* **Provided information**:
···

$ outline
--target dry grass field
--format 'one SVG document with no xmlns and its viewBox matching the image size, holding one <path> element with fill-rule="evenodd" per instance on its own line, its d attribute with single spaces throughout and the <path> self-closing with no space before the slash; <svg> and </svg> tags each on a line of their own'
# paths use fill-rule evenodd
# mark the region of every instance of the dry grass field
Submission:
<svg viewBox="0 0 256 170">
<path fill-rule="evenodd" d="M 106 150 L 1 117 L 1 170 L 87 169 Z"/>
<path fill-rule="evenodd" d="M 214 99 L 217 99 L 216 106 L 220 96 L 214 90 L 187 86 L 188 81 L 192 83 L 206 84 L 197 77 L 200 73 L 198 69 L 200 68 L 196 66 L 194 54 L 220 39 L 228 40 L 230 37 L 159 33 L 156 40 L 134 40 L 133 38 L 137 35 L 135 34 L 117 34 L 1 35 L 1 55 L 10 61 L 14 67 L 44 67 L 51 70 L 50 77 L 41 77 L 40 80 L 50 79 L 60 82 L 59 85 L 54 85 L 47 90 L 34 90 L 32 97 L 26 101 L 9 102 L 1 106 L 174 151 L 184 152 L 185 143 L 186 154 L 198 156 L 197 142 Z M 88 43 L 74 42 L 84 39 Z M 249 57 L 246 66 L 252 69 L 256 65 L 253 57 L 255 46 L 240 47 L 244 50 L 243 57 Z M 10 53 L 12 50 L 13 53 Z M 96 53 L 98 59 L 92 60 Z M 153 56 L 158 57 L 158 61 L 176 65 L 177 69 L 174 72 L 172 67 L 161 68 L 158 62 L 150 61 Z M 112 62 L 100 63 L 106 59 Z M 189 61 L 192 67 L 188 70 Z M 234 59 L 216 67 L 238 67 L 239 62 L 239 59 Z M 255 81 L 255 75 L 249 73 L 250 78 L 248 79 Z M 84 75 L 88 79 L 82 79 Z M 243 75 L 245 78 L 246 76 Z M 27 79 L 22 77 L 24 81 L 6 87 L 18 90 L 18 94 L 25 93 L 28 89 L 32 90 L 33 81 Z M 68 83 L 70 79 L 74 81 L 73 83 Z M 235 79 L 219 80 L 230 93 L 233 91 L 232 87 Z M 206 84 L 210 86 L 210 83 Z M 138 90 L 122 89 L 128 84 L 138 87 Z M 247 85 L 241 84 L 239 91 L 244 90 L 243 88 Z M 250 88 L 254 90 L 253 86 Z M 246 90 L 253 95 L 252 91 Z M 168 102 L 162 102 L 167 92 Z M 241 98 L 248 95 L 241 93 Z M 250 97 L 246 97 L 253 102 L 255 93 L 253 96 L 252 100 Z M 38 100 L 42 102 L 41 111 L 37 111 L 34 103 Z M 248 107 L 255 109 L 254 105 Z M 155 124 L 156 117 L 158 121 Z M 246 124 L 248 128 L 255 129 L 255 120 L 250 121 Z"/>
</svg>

···

* **Aim**: Which lines in the records above contain the word "instance"? List each of them in full.

* **Complete output**:
--format 'one SVG document with no xmlns and its viewBox matching the image size, holding one <path> element with fill-rule="evenodd" per instance on its own line, its d attribute with single spaces throughout and the <path> self-closing with no space before the slash; <svg> and </svg> tags each on a line of their own'
# mark the region of every instance of the dry grass field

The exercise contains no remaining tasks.